[Entries supplied]
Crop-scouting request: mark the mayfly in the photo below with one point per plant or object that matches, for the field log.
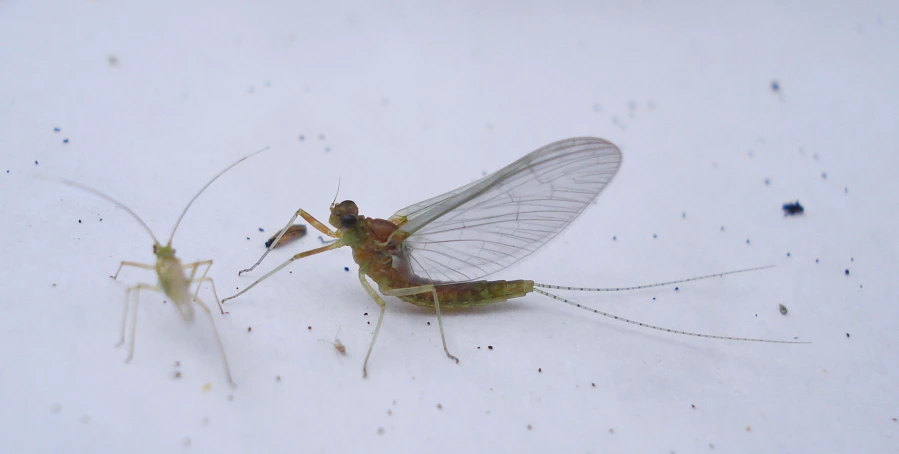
(434, 252)
(172, 275)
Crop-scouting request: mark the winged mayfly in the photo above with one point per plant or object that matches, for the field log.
(436, 253)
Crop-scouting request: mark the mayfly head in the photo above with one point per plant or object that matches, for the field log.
(344, 215)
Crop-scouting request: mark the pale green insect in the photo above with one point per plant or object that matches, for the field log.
(172, 275)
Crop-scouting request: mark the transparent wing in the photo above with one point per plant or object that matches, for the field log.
(492, 223)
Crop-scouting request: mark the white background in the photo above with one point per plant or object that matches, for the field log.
(411, 100)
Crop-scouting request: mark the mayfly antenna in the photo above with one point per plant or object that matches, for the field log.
(178, 222)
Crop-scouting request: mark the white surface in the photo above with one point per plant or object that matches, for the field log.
(413, 101)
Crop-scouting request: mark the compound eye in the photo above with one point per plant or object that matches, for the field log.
(348, 221)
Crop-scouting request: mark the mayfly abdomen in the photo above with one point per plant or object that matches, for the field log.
(470, 294)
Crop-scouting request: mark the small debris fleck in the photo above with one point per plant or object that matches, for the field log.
(793, 208)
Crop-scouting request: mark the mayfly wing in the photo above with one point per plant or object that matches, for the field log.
(487, 225)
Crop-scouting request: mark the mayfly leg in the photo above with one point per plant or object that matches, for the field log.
(333, 245)
(311, 220)
(383, 306)
(425, 289)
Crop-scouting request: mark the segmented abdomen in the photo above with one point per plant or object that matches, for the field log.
(469, 294)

[Your task]
Repeat the data exactly in full, omitting its pictures.

[Result of this exercise]
Crop-scouting request: mark the mayfly in the photo below with one point per plant or object that matches, for the field log.
(434, 252)
(172, 275)
Crop-scouting request: mark the winged mayfly in the photo above with one point per plant or object that matches, for the field log.
(436, 253)
Crop-scouting request: mark the mayfly head in the photo above with one point per plant or object that matches, for the field log.
(344, 215)
Crop-scouting request: mark the pale green insect in the photo above with one point per plant or object that matches, for the field log.
(172, 275)
Crop-scouting request: mark the transparent wing in the photo above with one point per plant or object that matches, for the field log.
(492, 223)
Crop-scouting request: mark the white background in the photo above with one point per plant or object that matches, for the field log.
(411, 100)
Crop-scouting request: mark the mayfly antenna in the photo above with one point per plant or object that matches, for the field log.
(178, 222)
Crop-scouting request: mark the white surface in the photo above with one point per plant or object that matches, for the field log.
(413, 101)
Crop-scouting request: mark the compound eye in the photo above with one point per plant or object that matches, for the field log.
(348, 221)
Crop-scouting request: mark the mayfly abdomen in the photo above with one point per plant or object that matches, for the field log.
(470, 294)
Crop-scouting request: mark the small debris fleck in the photo above with one point per plant or object that matches, for the field log.
(793, 208)
Crop-scouting request: mark the mayfly wing in the photo above with one point per plant or object that matches, for the field log.
(487, 225)
Crop-scouting request: mark the mayfly leg in the photo above with one point per plant or object that matches, for the field log.
(333, 245)
(311, 220)
(383, 306)
(425, 289)
Crop-scouting request: mark the segmented abdomen in the photo above with one point per plant or object that matches, for the field log.
(469, 294)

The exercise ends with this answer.